____ INFORMATION SUPPLIED

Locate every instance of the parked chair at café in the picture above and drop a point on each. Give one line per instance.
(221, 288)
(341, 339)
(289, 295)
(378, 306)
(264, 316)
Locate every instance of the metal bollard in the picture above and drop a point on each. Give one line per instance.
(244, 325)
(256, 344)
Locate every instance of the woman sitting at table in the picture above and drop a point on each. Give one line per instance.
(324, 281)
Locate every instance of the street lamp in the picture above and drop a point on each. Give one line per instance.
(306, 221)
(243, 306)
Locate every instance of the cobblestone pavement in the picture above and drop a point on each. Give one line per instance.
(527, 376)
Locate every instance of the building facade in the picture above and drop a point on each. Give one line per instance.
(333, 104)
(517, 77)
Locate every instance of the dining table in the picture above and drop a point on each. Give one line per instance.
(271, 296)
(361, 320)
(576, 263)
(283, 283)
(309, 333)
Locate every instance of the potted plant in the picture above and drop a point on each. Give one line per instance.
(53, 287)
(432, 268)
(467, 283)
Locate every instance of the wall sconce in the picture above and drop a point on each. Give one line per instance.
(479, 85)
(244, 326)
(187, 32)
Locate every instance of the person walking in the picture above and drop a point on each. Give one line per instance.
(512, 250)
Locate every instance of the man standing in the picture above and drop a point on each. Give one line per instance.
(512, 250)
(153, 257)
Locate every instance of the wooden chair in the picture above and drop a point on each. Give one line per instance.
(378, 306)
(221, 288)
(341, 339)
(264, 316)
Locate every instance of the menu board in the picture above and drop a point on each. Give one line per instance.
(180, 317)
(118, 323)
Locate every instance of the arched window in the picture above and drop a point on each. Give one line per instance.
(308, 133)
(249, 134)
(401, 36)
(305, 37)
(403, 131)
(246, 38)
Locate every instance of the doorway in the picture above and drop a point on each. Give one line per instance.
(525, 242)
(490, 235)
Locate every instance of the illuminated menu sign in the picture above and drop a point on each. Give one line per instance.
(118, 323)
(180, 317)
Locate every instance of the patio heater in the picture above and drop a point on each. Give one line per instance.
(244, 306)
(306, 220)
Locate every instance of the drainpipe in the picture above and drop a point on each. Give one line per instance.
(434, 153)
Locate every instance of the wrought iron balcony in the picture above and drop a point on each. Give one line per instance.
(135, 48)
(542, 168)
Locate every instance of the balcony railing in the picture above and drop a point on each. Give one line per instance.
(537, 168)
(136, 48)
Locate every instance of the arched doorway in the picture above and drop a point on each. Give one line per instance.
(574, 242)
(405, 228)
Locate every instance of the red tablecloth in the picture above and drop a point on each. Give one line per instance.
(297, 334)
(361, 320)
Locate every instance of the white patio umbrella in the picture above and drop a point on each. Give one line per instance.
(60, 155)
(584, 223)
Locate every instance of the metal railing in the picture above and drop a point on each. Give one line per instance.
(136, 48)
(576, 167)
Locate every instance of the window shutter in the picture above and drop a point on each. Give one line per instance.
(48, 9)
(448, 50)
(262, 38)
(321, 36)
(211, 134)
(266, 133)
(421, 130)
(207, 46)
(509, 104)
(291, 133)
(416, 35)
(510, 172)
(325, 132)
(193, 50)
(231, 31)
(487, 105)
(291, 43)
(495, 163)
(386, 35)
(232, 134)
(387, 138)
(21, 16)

________

AIM OF THE EXERCISE:
Transcribe all of the material above verbatim, line for line, without changing anything.

RESULT:
Locate every instance of the parked chair at café in the picture above and drop a point on each. Give one line per instance.
(221, 288)
(341, 339)
(289, 295)
(378, 306)
(264, 316)
Locate every instance of the metal bollard in the picture above and drop a point on each. Give one line per instance.
(244, 325)
(256, 344)
Locate every instance of the woman sitting at table in the picture above and drop a point on each. Give one line per instance.
(324, 281)
Locate every instance of the street lamp in the picture above and drop a point on each. Give one line per instance.
(306, 221)
(243, 306)
Locate every instance of the cobblestone pavement in the picture above and drop a point on each. Give one line per instance.
(527, 376)
Locate every instance of the building facade in the picture above and drop a point on each. Give one line per instance.
(333, 104)
(517, 77)
Locate every instance of the dining table in the picture above and drop a point on each. Give one line per instance.
(271, 296)
(361, 320)
(576, 263)
(283, 283)
(309, 333)
Locate every instance of the potted plant in the picture above and drop a point on each. Give one line per instance.
(53, 287)
(432, 268)
(467, 283)
Locate every instance of the wall sconce in the picture above and drop a point on each. Give one line per instance.
(479, 85)
(244, 326)
(187, 32)
Locate every instance of the person walking in the picture above and drop a point on each. Give one line per instance.
(512, 250)
Locate every instance of the man standing in the picture above and drop a point on each. Give one line per instance.
(512, 250)
(153, 257)
Locate every instance of the wooden chair in the picture above and drop a point on each. Give one line per instance.
(378, 306)
(221, 288)
(341, 339)
(264, 316)
Locate every instance of the menu board in the picture above and drop a point on each. Give one line per instance.
(180, 317)
(118, 323)
Locate every instance of the arched window in the picture above and drop a point on each. Give one line per instance.
(308, 133)
(249, 134)
(401, 36)
(305, 37)
(403, 131)
(246, 38)
Locate every instance of the doorway in the picture above and drop a point on each. Give one line per instance.
(525, 242)
(490, 235)
Locate every instance of the illuminated menu sign in the picture above and drop a point on each. Give one line per instance.
(118, 323)
(180, 317)
Locate every instance of the patio heater in the picture above and drop a point on each. Give one line per instance.
(244, 306)
(306, 220)
Locate every instance of the drainpipe in the picture above and drop a point on each. Give one line per instance.
(434, 153)
Locate every instance of the wrought iron balcony in the picture above and drop a point on each. Give one line per instance.
(135, 48)
(542, 168)
Locate every instance of the balcony railing in the picture above and drop a point on each. Give one line per instance.
(537, 168)
(136, 48)
Locate every instance of the arched doorway in the picture above and drop a point on each. Give one line per instance.
(574, 242)
(405, 228)
Locate every instance of the red tablecloth in the picture above and drop a point on each. Give one line per instance.
(297, 334)
(361, 320)
Locate every instance of the white patio umbrella in the picture above and drop a point on each. Give one line per instance.
(60, 155)
(584, 223)
Locate every instance of the metal railing in the picture above and drop a point on each. Give one line per instance.
(136, 48)
(576, 167)
Locate every instance of the window shutter in the picture above and drop a point on each. Give one line per instance.
(48, 9)
(448, 50)
(262, 38)
(321, 36)
(211, 134)
(266, 133)
(421, 130)
(207, 46)
(509, 104)
(291, 133)
(416, 35)
(510, 172)
(325, 132)
(193, 50)
(231, 31)
(487, 105)
(291, 43)
(495, 163)
(386, 35)
(232, 134)
(387, 138)
(21, 16)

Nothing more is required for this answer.